GOAL:
Reproduce the listing below line for line, without changing anything.

Excerpts from a point labeling dataset:

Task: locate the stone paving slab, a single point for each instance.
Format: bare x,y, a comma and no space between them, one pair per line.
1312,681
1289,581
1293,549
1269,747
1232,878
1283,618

RIGHT ANSWER:
Task: locate the stone paving slab, a single point for each instance.
Format: bare x,y, a comma and no space between them, one pair per line.
1312,681
1289,581
1293,549
1269,747
1232,878
1283,618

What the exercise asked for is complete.